» **Exercise**
Your response should consist of the lines below, printed exactly.

» **Recorded information**
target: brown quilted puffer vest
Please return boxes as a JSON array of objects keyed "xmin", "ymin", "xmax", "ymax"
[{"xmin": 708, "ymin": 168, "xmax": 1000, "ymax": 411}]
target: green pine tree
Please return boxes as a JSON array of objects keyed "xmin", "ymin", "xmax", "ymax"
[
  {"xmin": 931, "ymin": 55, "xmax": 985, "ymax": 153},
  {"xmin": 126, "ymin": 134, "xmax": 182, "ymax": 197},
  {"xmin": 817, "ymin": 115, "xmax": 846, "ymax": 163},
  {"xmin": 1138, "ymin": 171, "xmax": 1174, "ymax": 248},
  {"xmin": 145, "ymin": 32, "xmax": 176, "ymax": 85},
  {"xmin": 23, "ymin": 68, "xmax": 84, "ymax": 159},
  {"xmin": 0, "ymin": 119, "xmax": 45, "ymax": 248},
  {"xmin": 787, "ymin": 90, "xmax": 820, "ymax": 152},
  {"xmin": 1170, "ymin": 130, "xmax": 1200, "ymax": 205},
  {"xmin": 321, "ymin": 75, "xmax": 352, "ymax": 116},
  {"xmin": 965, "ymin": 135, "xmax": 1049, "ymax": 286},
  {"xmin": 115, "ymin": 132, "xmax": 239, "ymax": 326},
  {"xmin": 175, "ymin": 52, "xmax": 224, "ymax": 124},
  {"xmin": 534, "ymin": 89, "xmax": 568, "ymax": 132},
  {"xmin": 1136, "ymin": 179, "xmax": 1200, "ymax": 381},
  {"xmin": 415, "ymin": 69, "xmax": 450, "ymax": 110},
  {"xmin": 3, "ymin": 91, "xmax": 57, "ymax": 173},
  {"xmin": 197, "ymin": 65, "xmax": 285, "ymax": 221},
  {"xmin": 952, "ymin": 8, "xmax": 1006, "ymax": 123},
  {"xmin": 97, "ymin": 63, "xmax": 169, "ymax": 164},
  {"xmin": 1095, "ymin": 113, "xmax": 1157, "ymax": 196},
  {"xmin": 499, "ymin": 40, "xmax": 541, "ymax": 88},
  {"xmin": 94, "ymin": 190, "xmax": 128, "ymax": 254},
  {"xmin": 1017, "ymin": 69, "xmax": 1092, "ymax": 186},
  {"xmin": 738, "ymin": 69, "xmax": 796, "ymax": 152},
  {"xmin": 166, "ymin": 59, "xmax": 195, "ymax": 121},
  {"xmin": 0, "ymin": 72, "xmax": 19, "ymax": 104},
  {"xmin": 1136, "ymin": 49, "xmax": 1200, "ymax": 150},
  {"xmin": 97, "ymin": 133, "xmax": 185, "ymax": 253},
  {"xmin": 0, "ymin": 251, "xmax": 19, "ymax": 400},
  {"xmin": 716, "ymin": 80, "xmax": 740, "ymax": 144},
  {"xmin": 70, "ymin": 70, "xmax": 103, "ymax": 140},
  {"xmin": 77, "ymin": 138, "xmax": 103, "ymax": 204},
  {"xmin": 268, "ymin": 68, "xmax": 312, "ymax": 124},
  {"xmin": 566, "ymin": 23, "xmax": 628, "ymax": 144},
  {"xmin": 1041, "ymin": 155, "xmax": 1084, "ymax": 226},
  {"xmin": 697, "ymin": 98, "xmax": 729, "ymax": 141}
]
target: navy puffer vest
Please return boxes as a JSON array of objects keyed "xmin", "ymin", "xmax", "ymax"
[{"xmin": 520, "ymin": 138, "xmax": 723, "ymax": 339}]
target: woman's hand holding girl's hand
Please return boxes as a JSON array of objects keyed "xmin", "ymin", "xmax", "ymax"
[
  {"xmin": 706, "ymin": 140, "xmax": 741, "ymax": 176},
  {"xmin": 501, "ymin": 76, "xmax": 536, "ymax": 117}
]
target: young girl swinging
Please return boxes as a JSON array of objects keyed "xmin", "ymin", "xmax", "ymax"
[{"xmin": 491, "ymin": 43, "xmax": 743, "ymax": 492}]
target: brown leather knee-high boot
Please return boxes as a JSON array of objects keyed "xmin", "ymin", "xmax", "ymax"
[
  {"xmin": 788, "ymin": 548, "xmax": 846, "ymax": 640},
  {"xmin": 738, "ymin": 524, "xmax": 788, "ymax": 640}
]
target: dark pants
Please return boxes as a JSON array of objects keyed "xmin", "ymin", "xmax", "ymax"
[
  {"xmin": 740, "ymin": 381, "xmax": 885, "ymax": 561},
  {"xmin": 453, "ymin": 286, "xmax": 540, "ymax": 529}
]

» **Response to this task**
target: brown quilted puffer vest
Please return boxes as a JSON array of objects keyed "xmin", "ymin", "xmax", "ymax"
[{"xmin": 708, "ymin": 168, "xmax": 1000, "ymax": 411}]
target: green pine tree
Please return boxes as a JSON array of objects keyed "xmin", "ymin", "xmax", "ymax"
[
  {"xmin": 931, "ymin": 55, "xmax": 985, "ymax": 153},
  {"xmin": 126, "ymin": 134, "xmax": 182, "ymax": 197},
  {"xmin": 817, "ymin": 115, "xmax": 846, "ymax": 163},
  {"xmin": 1138, "ymin": 171, "xmax": 1174, "ymax": 248},
  {"xmin": 145, "ymin": 32, "xmax": 176, "ymax": 85},
  {"xmin": 23, "ymin": 68, "xmax": 84, "ymax": 159},
  {"xmin": 0, "ymin": 119, "xmax": 45, "ymax": 248},
  {"xmin": 787, "ymin": 90, "xmax": 820, "ymax": 152},
  {"xmin": 1170, "ymin": 130, "xmax": 1200, "ymax": 205},
  {"xmin": 321, "ymin": 75, "xmax": 352, "ymax": 116},
  {"xmin": 965, "ymin": 135, "xmax": 1049, "ymax": 286},
  {"xmin": 115, "ymin": 132, "xmax": 239, "ymax": 326},
  {"xmin": 175, "ymin": 52, "xmax": 224, "ymax": 124},
  {"xmin": 534, "ymin": 89, "xmax": 568, "ymax": 132},
  {"xmin": 1136, "ymin": 179, "xmax": 1200, "ymax": 381},
  {"xmin": 415, "ymin": 69, "xmax": 450, "ymax": 110},
  {"xmin": 3, "ymin": 91, "xmax": 57, "ymax": 173},
  {"xmin": 197, "ymin": 65, "xmax": 285, "ymax": 221},
  {"xmin": 952, "ymin": 8, "xmax": 1006, "ymax": 123},
  {"xmin": 97, "ymin": 63, "xmax": 169, "ymax": 164},
  {"xmin": 1095, "ymin": 113, "xmax": 1157, "ymax": 196},
  {"xmin": 499, "ymin": 40, "xmax": 541, "ymax": 88},
  {"xmin": 94, "ymin": 190, "xmax": 128, "ymax": 254},
  {"xmin": 1017, "ymin": 69, "xmax": 1092, "ymax": 186},
  {"xmin": 738, "ymin": 69, "xmax": 796, "ymax": 152},
  {"xmin": 166, "ymin": 59, "xmax": 195, "ymax": 121},
  {"xmin": 0, "ymin": 72, "xmax": 19, "ymax": 104},
  {"xmin": 1136, "ymin": 49, "xmax": 1200, "ymax": 150},
  {"xmin": 97, "ymin": 133, "xmax": 185, "ymax": 253},
  {"xmin": 0, "ymin": 251, "xmax": 19, "ymax": 400},
  {"xmin": 716, "ymin": 80, "xmax": 740, "ymax": 144},
  {"xmin": 70, "ymin": 70, "xmax": 103, "ymax": 140},
  {"xmin": 77, "ymin": 138, "xmax": 103, "ymax": 204},
  {"xmin": 268, "ymin": 68, "xmax": 312, "ymax": 124},
  {"xmin": 566, "ymin": 23, "xmax": 628, "ymax": 144},
  {"xmin": 1041, "ymin": 155, "xmax": 1084, "ymax": 226},
  {"xmin": 697, "ymin": 98, "xmax": 729, "ymax": 141}
]
target: navy puffer vest
Please return boxes as a JSON array of objects keyed "xmin", "ymin", "xmax", "ymax"
[{"xmin": 520, "ymin": 138, "xmax": 723, "ymax": 339}]
target: woman's hand holding girl's hand
Please return boxes as a JSON array of objects keyed "xmin", "ymin", "xmax", "ymax"
[
  {"xmin": 706, "ymin": 140, "xmax": 741, "ymax": 176},
  {"xmin": 501, "ymin": 76, "xmax": 536, "ymax": 117}
]
target: young girl swinging
Please return boxes as a JSON array of objects keyed "xmin", "ymin", "xmax", "ymax"
[{"xmin": 491, "ymin": 43, "xmax": 743, "ymax": 492}]
target: brown leather knee-high boot
Please return boxes as a JSON array of objects keyed "xmin", "ymin", "xmax", "ymax"
[
  {"xmin": 788, "ymin": 548, "xmax": 846, "ymax": 640},
  {"xmin": 738, "ymin": 524, "xmax": 788, "ymax": 640}
]
target: dark pants
Please return boxes as a JSON array of objects keyed "xmin", "ymin", "xmax", "ymax"
[
  {"xmin": 740, "ymin": 381, "xmax": 885, "ymax": 561},
  {"xmin": 453, "ymin": 286, "xmax": 540, "ymax": 529}
]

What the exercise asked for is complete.